### [WRITTEN INSTRUCTION]
Update the lines below so that every "named-field notation" reads "labeled-field notation", keeping everything else the same.

### [Annotated coordinate records]

⁂

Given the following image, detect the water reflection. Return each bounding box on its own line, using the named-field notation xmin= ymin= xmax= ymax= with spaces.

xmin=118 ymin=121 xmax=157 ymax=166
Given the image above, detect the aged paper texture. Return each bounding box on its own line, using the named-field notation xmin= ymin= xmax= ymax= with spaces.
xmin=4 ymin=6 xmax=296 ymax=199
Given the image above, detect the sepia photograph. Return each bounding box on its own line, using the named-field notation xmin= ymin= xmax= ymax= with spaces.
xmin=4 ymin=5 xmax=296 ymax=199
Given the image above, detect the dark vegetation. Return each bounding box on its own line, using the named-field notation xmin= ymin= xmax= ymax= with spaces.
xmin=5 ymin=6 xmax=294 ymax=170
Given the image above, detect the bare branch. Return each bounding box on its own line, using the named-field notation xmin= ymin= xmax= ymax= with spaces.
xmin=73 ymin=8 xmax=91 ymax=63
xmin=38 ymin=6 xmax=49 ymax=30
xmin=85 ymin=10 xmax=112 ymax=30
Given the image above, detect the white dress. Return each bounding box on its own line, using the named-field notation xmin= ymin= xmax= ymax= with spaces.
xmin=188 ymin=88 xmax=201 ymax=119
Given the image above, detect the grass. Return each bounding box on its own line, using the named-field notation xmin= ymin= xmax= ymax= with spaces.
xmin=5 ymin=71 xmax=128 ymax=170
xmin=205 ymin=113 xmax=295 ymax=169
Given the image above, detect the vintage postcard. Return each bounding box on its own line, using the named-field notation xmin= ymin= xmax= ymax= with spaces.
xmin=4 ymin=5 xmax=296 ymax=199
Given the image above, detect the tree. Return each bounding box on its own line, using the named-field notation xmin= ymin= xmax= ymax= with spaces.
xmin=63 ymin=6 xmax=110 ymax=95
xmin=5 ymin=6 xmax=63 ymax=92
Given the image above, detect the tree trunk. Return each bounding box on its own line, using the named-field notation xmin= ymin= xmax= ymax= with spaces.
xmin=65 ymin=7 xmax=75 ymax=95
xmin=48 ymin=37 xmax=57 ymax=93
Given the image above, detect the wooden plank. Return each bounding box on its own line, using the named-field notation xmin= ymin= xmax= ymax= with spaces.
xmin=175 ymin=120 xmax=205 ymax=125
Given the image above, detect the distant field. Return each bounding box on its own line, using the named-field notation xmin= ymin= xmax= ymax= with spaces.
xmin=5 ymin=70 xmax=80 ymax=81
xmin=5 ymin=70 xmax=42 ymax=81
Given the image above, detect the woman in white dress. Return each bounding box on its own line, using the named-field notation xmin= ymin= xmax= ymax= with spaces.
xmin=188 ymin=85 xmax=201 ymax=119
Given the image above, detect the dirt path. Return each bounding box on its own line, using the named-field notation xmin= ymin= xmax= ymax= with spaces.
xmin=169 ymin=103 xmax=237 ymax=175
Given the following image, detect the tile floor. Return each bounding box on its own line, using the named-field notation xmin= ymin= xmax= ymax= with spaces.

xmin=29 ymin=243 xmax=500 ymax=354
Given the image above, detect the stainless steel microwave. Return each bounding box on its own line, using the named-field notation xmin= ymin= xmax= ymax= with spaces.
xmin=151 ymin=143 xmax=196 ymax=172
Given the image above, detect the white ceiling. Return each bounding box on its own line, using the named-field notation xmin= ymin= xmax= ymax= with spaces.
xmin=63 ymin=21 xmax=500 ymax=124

⁂

### [WRITTEN RESPONSE]
Given the following image, detect the water reflection. Return each bounding box on its own line, using the labeled-field notation xmin= ymin= xmax= ymax= with spaces.

xmin=118 ymin=121 xmax=157 ymax=166
Given the image above, detect the aged paper texture. Return each bounding box on its own line, using the labeled-field notation xmin= ymin= xmax= ymax= with spaces.
xmin=4 ymin=6 xmax=296 ymax=199
Given the image above, detect the sepia photograph. Return each bounding box on its own line, using the labeled-field notation xmin= ymin= xmax= ymax= with spaces.
xmin=4 ymin=5 xmax=296 ymax=199
Given the image above, detect the dark vegetation. Return each bounding box on its own line, using the labeled-field notation xmin= ymin= xmax= ymax= with spaces.
xmin=5 ymin=6 xmax=294 ymax=170
Given the image above, detect the bare branch. Return each bounding box on its own line, using the labeled-field notation xmin= ymin= xmax= ymax= with spaces.
xmin=73 ymin=8 xmax=91 ymax=63
xmin=38 ymin=6 xmax=49 ymax=30
xmin=85 ymin=10 xmax=112 ymax=30
Given the image above, detect the white dress. Return each bounding box on its own line, using the labeled-field notation xmin= ymin= xmax= ymax= with spaces.
xmin=188 ymin=88 xmax=201 ymax=119
Given the image above, detect the grass. Return each bounding box on its own line, using the labeled-field notation xmin= ymin= xmax= ymax= with spaces.
xmin=5 ymin=71 xmax=128 ymax=170
xmin=205 ymin=113 xmax=295 ymax=169
Given the image above, detect the vintage postcard. Return each bounding box on its own line, using the labeled-field notation xmin= ymin= xmax= ymax= with spaces.
xmin=4 ymin=5 xmax=296 ymax=199
Given the image above, detect the tree. Return each bounding box on its own line, using the labeled-field notation xmin= ymin= xmax= ymax= with spaces.
xmin=63 ymin=6 xmax=110 ymax=95
xmin=5 ymin=6 xmax=63 ymax=92
Given the image above, detect the tree trunk. Return each bounding box on its own line, using the labeled-field notation xmin= ymin= xmax= ymax= with spaces.
xmin=65 ymin=7 xmax=75 ymax=95
xmin=48 ymin=37 xmax=57 ymax=93
Given the image above, detect the wooden plank. Return each bounding box on its own line, using the labeled-field notation xmin= ymin= xmax= ymax= with spaces.
xmin=175 ymin=120 xmax=205 ymax=125
Given the image above, detect the distant field. Return each bounding box on its own line, using the labeled-field notation xmin= ymin= xmax= ymax= with spaces.
xmin=5 ymin=70 xmax=80 ymax=81
xmin=5 ymin=70 xmax=42 ymax=81
Given the image above, detect the woman in white dress. Return each bounding box on its own line, using the labeled-field notation xmin= ymin= xmax= ymax= with spaces.
xmin=188 ymin=85 xmax=201 ymax=119
Given the image above, detect the dirt path. Return each bounding box on its own line, using the labeled-field notation xmin= ymin= xmax= ymax= with spaces.
xmin=169 ymin=103 xmax=237 ymax=175
Given the following image, detect the tile floor. Return each bounding box on its own line, using the labeled-field notation xmin= ymin= xmax= ymax= with spaces.

xmin=29 ymin=243 xmax=500 ymax=354
Given the image above, detect the stainless steel microwave. Return each bounding box on its own line, using the labeled-field notation xmin= ymin= xmax= ymax= with spaces.
xmin=151 ymin=143 xmax=196 ymax=172
Given the image above, detect the white ceiling. Return each bounding box on its own line, using the labeled-field notation xmin= ymin= xmax= ymax= with spaces.
xmin=63 ymin=21 xmax=500 ymax=124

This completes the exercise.